--- SOURCE EXTRACT ---
━━━━

Advanced cardiopulmonary resuscitation
In cases of cardiac arrest where the heart stops beating, CPR is used to manually pump blood the rest of the body. CPR uses chest compressions to pump the heart and rescue breaths to give oxygen to the blood. CPR can also restore spontaneous beating of the heart when compressions and breaths are being given. These two basic skills are part of Basic Life Support or BLS. If the heart starts beating but is in arrythmia (irregular heart beats), defibrillation is done. AED (defibrillators) send electricity to the heart to return it to a regular rhythm (sinus rhythm). Defibrillation is sometimes considered part of both BLS and ALS.
Advanced Life Support covers last two to three steps of the AHA’s Chain of Survival. The links of the chain are: (1) recognition of arrest, (2) chest compressions and rescue breaths, (3) defibrillation, (4) ALS, and (5) post-cardiac arrest care.
ALS can be used to describe medical support given to the victim to further stabilize his condition after BLS has been performed, or all five links in the Chain of Survival done in a medical or clinical set up. Giving CPR in a non-healthcare environment is confined to the compressions and rescue breaths given to the victim but CPR in a healthcare setting involves many other things. ALS includes diagnostic examinations like ECG reading and medication from a crash cart used during a code.

━━━━

--- MATERIAL SUPPLIED ---
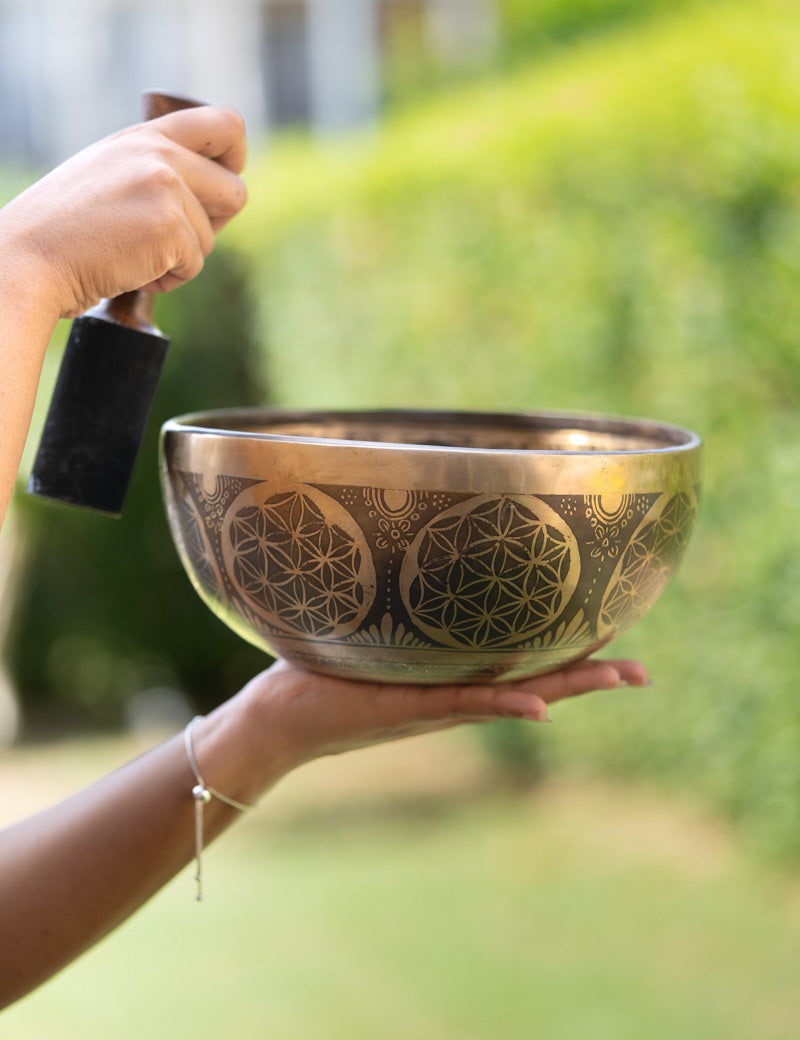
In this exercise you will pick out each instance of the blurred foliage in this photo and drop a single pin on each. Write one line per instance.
(104, 607)
(533, 27)
(617, 229)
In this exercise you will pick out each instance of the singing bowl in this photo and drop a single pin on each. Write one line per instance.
(424, 546)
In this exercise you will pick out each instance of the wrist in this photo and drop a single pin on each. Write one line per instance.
(238, 750)
(29, 285)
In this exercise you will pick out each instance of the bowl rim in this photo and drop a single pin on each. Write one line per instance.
(673, 438)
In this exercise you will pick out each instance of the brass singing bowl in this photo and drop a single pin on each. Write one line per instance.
(424, 546)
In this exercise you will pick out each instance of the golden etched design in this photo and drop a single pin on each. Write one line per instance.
(648, 562)
(300, 560)
(490, 572)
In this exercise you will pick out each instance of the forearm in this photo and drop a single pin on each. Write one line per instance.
(72, 874)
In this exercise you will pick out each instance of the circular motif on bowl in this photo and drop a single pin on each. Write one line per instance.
(648, 562)
(490, 572)
(300, 560)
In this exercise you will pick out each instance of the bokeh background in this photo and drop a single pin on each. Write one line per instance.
(500, 205)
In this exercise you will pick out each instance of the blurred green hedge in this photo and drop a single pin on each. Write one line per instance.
(614, 229)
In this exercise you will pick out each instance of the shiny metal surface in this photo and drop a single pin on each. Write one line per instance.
(428, 546)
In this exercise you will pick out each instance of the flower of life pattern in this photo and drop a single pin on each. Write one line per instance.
(490, 572)
(302, 571)
(648, 562)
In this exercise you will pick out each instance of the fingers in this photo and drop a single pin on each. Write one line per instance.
(209, 131)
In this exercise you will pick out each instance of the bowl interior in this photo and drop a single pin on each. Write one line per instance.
(484, 432)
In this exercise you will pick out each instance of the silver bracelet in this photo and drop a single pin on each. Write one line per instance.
(203, 794)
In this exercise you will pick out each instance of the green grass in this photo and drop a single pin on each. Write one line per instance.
(578, 911)
(613, 228)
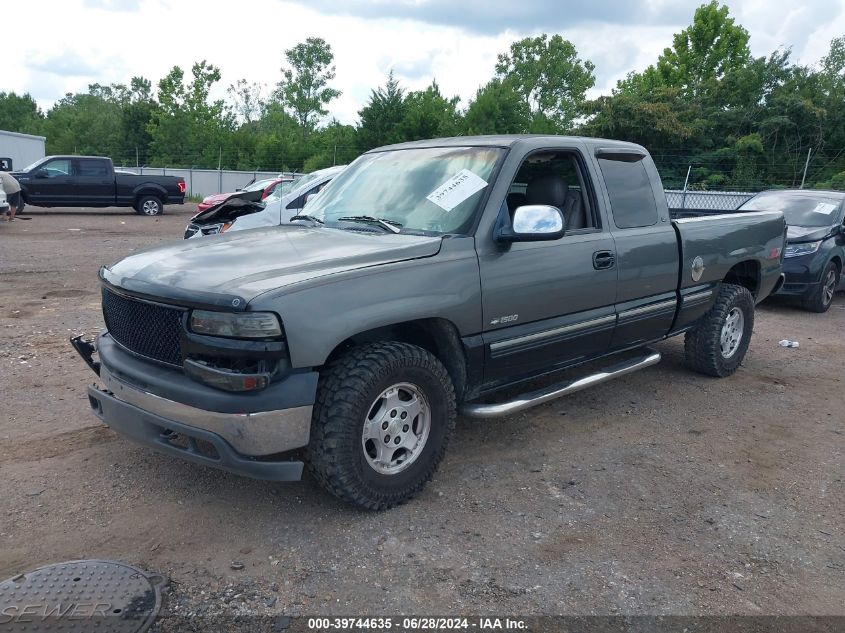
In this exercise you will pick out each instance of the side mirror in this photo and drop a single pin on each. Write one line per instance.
(533, 223)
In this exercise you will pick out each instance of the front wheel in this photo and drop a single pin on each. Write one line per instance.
(717, 345)
(381, 423)
(822, 296)
(149, 205)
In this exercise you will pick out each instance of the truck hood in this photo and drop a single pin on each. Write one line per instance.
(227, 206)
(795, 233)
(246, 264)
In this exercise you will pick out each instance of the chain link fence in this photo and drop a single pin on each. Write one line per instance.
(705, 202)
(206, 182)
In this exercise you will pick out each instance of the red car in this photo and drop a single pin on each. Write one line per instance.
(268, 185)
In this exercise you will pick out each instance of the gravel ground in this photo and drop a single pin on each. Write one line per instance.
(664, 492)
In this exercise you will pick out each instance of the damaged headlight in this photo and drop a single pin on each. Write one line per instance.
(214, 229)
(795, 250)
(236, 325)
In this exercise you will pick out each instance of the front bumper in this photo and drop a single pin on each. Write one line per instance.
(238, 435)
(181, 440)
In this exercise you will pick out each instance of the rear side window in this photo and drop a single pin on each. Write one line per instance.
(92, 168)
(631, 198)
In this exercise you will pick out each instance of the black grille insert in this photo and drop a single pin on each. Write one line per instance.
(148, 329)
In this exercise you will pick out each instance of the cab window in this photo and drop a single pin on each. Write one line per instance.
(554, 178)
(631, 197)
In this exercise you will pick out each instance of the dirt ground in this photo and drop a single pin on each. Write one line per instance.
(664, 492)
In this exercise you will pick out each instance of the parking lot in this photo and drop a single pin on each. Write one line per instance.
(665, 492)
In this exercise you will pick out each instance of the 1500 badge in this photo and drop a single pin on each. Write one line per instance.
(505, 319)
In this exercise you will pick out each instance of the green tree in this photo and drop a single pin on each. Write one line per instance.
(20, 113)
(381, 116)
(248, 100)
(188, 128)
(334, 144)
(428, 114)
(497, 109)
(304, 87)
(84, 124)
(705, 53)
(550, 77)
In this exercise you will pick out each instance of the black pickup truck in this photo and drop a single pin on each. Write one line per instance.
(91, 181)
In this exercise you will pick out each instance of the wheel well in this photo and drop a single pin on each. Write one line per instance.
(140, 195)
(438, 336)
(746, 274)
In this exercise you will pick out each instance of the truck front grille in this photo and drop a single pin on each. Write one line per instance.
(147, 329)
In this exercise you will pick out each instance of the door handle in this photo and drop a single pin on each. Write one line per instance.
(603, 260)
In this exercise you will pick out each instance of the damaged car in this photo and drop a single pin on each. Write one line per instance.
(250, 209)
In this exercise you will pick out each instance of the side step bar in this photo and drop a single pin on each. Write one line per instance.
(534, 398)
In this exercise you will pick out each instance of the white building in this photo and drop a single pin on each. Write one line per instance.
(23, 149)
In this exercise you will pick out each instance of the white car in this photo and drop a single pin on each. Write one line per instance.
(245, 210)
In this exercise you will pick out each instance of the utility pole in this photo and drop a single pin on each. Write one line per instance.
(684, 195)
(806, 164)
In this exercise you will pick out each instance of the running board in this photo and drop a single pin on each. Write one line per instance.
(534, 398)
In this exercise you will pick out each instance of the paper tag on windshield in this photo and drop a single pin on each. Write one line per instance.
(457, 189)
(825, 208)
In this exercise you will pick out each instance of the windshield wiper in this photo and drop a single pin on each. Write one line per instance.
(303, 216)
(390, 225)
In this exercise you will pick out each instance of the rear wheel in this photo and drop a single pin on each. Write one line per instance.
(717, 345)
(149, 205)
(822, 296)
(381, 424)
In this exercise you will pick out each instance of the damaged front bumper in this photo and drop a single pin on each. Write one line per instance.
(231, 434)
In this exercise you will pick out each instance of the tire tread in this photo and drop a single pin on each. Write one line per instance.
(330, 452)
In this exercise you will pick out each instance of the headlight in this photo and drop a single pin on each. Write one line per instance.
(794, 250)
(214, 229)
(236, 325)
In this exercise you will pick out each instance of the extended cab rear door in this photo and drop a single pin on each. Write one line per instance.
(646, 245)
(547, 304)
(94, 181)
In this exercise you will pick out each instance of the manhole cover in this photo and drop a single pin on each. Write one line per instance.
(82, 595)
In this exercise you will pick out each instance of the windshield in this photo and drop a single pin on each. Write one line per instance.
(283, 189)
(804, 209)
(259, 185)
(34, 165)
(433, 189)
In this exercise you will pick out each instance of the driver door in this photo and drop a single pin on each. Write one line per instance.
(549, 304)
(52, 183)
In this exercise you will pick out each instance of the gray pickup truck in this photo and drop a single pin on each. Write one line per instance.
(423, 280)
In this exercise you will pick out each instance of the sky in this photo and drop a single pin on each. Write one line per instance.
(73, 43)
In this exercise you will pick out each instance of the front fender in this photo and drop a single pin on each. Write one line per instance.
(319, 315)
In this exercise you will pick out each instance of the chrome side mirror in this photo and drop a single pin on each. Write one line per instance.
(533, 223)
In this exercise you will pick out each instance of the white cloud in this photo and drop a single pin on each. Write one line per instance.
(78, 42)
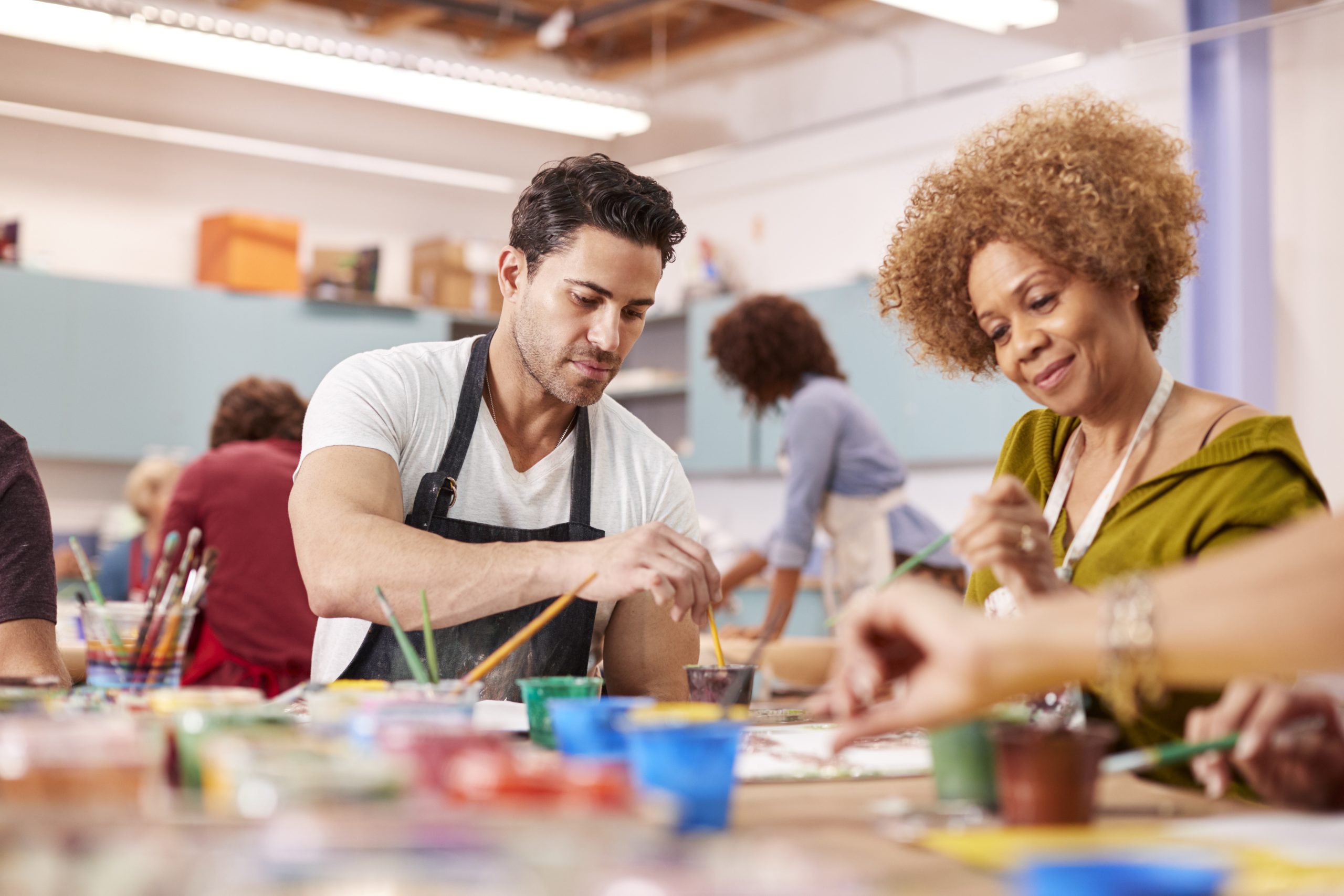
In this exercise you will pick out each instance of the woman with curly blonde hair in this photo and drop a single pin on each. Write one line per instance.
(1052, 250)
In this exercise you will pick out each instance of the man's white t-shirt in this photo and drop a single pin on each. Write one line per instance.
(402, 402)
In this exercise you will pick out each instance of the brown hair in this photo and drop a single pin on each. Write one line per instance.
(255, 409)
(1083, 182)
(765, 344)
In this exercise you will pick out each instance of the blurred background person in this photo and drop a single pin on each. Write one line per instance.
(256, 629)
(27, 568)
(841, 471)
(124, 568)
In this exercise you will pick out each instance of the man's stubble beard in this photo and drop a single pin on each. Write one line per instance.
(537, 356)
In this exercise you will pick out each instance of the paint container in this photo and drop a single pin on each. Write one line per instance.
(964, 765)
(1049, 777)
(432, 749)
(538, 693)
(82, 762)
(690, 763)
(1120, 876)
(589, 727)
(709, 684)
(193, 727)
(111, 662)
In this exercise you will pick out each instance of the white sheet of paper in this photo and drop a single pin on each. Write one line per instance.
(499, 715)
(804, 753)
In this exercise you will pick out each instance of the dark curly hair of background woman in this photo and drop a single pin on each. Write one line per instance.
(255, 409)
(765, 344)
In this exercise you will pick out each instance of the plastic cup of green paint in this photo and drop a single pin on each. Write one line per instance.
(537, 695)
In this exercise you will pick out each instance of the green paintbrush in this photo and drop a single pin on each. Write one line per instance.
(924, 554)
(87, 571)
(1167, 754)
(402, 641)
(430, 649)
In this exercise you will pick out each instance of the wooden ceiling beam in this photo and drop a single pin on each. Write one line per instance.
(402, 19)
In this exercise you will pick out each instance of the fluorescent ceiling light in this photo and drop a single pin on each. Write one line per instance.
(995, 16)
(225, 46)
(262, 148)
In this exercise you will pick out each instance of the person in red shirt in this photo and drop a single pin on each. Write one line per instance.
(256, 626)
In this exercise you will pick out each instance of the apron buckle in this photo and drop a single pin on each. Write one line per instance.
(449, 486)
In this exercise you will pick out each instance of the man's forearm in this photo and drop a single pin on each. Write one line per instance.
(29, 649)
(356, 553)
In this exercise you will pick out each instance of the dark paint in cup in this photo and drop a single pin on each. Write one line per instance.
(709, 684)
(1049, 777)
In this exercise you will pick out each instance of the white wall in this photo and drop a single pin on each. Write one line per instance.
(1308, 231)
(124, 208)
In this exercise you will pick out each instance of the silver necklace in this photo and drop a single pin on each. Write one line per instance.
(490, 406)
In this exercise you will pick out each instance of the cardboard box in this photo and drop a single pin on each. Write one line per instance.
(440, 277)
(249, 253)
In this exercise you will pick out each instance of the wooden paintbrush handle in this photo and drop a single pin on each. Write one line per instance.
(523, 635)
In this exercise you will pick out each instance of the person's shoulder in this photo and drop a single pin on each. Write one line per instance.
(11, 442)
(1034, 434)
(629, 436)
(820, 392)
(414, 358)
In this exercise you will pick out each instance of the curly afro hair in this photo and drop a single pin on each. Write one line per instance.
(255, 409)
(1083, 182)
(765, 344)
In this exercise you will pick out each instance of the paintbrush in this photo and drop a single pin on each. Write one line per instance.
(734, 691)
(714, 632)
(160, 577)
(87, 571)
(194, 593)
(402, 641)
(916, 559)
(522, 636)
(1167, 754)
(430, 648)
(197, 582)
(1179, 751)
(170, 596)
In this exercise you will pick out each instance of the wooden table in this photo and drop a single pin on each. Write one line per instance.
(836, 820)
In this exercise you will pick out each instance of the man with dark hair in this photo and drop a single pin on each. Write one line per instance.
(495, 475)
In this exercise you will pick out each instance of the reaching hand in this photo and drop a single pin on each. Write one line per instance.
(651, 558)
(1006, 532)
(915, 630)
(1290, 749)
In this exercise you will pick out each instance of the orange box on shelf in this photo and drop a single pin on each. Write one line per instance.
(249, 253)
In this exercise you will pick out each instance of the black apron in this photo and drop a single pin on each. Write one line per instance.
(562, 647)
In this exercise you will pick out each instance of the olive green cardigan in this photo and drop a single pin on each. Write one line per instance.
(1252, 477)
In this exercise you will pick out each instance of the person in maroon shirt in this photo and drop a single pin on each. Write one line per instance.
(27, 568)
(257, 629)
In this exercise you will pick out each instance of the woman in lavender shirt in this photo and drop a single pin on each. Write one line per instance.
(841, 471)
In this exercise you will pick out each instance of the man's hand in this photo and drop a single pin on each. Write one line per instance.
(1006, 532)
(651, 558)
(1290, 749)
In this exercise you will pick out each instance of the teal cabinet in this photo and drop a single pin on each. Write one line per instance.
(102, 371)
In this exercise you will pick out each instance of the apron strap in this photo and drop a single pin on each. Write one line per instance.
(581, 473)
(468, 409)
(438, 489)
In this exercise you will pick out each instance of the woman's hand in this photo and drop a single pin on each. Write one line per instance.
(1290, 749)
(1006, 532)
(915, 630)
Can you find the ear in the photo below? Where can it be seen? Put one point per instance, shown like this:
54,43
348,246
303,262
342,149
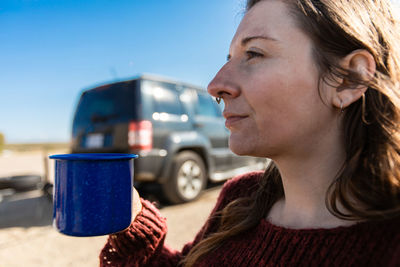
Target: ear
359,61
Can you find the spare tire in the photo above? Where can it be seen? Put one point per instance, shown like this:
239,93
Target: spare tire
21,183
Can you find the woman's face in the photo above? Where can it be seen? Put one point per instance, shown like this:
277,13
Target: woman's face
270,87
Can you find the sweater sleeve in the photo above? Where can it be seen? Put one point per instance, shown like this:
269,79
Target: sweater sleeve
142,243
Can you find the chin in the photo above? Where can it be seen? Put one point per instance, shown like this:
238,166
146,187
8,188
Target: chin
241,148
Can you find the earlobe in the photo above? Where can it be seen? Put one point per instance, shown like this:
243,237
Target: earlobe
362,63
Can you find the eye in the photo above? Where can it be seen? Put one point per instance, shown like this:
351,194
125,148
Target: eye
250,54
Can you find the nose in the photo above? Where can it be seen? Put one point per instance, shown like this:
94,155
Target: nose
224,84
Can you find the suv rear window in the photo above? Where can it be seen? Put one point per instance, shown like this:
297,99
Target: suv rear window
114,102
165,97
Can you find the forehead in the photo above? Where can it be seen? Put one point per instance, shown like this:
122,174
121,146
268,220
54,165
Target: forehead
269,18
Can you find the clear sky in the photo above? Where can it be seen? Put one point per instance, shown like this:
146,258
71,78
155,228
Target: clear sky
53,49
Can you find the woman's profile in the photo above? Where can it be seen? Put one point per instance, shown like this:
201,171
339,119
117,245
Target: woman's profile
315,87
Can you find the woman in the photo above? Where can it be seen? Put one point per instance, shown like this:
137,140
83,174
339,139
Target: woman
313,85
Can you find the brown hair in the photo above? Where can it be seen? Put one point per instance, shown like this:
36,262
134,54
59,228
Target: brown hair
371,172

━━━━

--- REQUIRED WORK ---
[1] In the passage on advanced cardiopulmonary resuscitation, what do AED devices do to the heart?
[2] Decide whether each statement agrees with the passage on advanced cardiopulmonary resuscitation. Give yes or no and quote the words that decide it.
(a) CPR relies on chest compressions to pump the heart.
(b) Post-cardiac arrest care is the first link in the Chain of Survival.
(c) ALS includes diagnostic examinations such as ECG reading.
[3] Proceed with the passage on advanced cardiopulmonary resuscitation, picking up after its final sentence.
The listing is unrelated to the passage on advanced cardiopulmonary resuscitation.

--- RESULTS ---
[1] They send electricity to the heart to return it to a regular rhythm (sinus rhythm).

[2]
(a) Yes: "CPR uses chest compressions to pump the heart and rescue breaths to give oxygen to the blood."
(b) No: "(1) recognition of arrest" and "(5) post-cardiac arrest care."
(c) Yes: "ALS includes diagnostic examinations like ECG reading and medication from a crash cart used during a code."

[3]
ACLS – Advanced Cardiac Life Support
ACLS and PALS are the two programs under ALS training. ACLS stands for Advanced Cardiac Life Support (ACLS) and covers the medical management of adult victims of cardiac arrest. The interventions performed under ACLS are focused on returning spontaneous circulation of blood to the body, the same as BLS. However, ACLS expands on the medical support given, with trainees learning airway management, ventilatory support, and treatment of arrythmias.
Management with medications is an important part of ACLS as well, building upon the skills in BLS (compressions and rescue breaths). Using drug therapy along with compressions and ventilatory support have been show to improve the chances of restoring spontaneous circulation of blood in the body. Medication and defibrillation are also used to return sinus rhythm (normal/regular heart rhythm). Continued monitoring and post-cardiac arrest care is included in ACLS training once the victim or patient has been stabilized.
ACLS training programs last two days, with 16 total class hours. Re-certification is also available for this program and lasts 5 to 6 hours.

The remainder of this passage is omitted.